▶ [Work order] Pick up the news report on the lawsuit over SeaWorld orca necropsy reports and keep writing it from its final sentence.

[Opening Page extract section]

Nine claimants, including the Animal Welfare Insitute (AWI) and the Whale and Dolphin Conservation, have filed a lawsuit against the National Marine Fisheries Service (NMFS) over a lack of SeaWorld orca necropsy reports.
The group of claimants also includes the Earth Island Institute, PETA, and whale expert Dr. Lori Marino.
The group is suing the federal agency over its claim that it lacks the legal authority to enforce the submission of necropsy reports and veterinary records for SeaWorld’s deceased orcas Tilikum, Kasatka, and Kyara.
Tilikum and Kasatka both starred in the 2013 SeaWorld exposé “Blackfish.” The documentary, which rose to fame on streaming service Netflix, explored the detrimental effects of captivity on both the whales and the SeaWorld trainers. Tilikum and Kasatka, along with Tilikum’s granddaughter Kyara, died, supposedly of lung infections, last year.

[Closing Page extract section]
[Opening Dataset extract section]

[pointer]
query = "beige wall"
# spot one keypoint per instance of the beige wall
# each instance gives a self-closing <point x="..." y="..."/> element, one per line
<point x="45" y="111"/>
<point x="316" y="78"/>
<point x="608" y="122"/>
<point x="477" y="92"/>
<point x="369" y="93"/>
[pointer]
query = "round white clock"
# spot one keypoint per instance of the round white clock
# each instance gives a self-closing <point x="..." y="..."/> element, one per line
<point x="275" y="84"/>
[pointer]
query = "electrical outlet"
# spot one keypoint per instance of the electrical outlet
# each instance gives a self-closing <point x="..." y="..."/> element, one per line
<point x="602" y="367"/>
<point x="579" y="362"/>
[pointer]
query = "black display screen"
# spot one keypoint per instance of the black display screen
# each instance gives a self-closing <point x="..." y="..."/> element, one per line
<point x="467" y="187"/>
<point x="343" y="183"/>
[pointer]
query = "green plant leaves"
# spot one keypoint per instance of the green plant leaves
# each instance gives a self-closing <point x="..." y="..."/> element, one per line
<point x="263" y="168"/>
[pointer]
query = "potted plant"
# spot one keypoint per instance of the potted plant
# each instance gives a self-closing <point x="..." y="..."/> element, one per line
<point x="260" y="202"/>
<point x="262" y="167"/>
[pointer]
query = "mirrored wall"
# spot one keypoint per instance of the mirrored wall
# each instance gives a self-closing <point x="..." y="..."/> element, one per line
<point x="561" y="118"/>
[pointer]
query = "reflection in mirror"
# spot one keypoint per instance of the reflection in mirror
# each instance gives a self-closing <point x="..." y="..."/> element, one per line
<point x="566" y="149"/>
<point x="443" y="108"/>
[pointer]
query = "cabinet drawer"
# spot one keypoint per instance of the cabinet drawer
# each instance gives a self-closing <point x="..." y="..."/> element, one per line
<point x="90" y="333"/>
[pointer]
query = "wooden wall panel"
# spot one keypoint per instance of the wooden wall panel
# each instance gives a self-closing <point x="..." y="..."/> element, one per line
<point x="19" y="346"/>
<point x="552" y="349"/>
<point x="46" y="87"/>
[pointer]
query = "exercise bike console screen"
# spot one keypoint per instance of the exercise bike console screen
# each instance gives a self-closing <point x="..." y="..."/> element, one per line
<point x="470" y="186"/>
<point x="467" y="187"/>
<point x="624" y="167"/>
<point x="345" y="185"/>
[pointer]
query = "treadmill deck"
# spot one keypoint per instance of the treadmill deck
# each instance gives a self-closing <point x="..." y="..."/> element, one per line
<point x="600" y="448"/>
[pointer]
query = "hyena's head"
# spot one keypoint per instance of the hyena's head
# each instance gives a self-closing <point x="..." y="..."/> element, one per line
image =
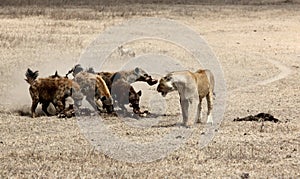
<point x="107" y="103"/>
<point x="134" y="99"/>
<point x="143" y="76"/>
<point x="165" y="85"/>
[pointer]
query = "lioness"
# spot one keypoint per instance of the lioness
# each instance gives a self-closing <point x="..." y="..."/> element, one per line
<point x="192" y="88"/>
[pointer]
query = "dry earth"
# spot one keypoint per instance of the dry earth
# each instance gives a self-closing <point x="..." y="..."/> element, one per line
<point x="258" y="48"/>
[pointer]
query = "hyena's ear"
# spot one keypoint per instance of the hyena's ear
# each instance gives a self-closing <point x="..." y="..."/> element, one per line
<point x="139" y="93"/>
<point x="136" y="70"/>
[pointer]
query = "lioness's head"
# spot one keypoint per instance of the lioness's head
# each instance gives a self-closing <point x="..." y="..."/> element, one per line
<point x="165" y="85"/>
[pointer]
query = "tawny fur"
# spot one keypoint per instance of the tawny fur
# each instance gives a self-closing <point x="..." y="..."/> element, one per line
<point x="49" y="90"/>
<point x="192" y="88"/>
<point x="94" y="88"/>
<point x="124" y="94"/>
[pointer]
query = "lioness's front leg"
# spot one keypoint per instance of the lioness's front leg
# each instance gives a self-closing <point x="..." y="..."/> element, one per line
<point x="184" y="109"/>
<point x="199" y="113"/>
<point x="209" y="99"/>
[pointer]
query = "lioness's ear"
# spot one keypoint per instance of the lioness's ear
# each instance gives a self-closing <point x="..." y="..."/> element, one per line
<point x="137" y="70"/>
<point x="139" y="93"/>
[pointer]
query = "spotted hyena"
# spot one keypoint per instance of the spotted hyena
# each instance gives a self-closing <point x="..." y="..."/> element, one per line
<point x="53" y="89"/>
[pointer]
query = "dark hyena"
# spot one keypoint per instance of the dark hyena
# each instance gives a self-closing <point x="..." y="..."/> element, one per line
<point x="123" y="93"/>
<point x="50" y="90"/>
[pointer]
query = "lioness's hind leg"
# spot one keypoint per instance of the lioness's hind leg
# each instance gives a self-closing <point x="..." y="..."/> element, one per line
<point x="184" y="109"/>
<point x="209" y="99"/>
<point x="199" y="113"/>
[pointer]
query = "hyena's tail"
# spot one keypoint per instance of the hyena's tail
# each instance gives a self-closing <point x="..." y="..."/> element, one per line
<point x="31" y="76"/>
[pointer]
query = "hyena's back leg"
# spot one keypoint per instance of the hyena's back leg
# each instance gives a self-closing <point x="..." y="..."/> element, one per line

[Closing Dataset extract section]

▶ [Answer to this problem]
Permits issued in 1992 and 1978 to import Tilikum and Kasatka state that SeaWorld is obliged to release records to the NMFS when the orcas die. As Tilikum’s progeny, this specification applies to Kyara too.
The records were not released, and the NMFS now stipulates that 1994 amendments to the Marine Mammal Protection Act voided the requirement. In a statement, PETA says this claim lacks legal justification; the lawsuit states that “the agency decision at issue is arbitrary, capricious, [and] an abuse of discretion.”
David Phillips, speaking on behalf of the Earth Island Institute, affirmed, “Under the provisions of the Marine Mammal Protection Act, these orcas belong to the people of the United States, not SeaWorld, and we have every right to access information about their health and welfare.”
“The plaintiffs are calling on the agency to stand by the permit conditions that it imposed and ensure that the public and the independent scientific community can examine this information in order to improve marine mammal well-being and hold parks like SeaWorld accountable,” explained Jared Goodman, the Deputy General Counsel for Animal Law at PETA Foundation.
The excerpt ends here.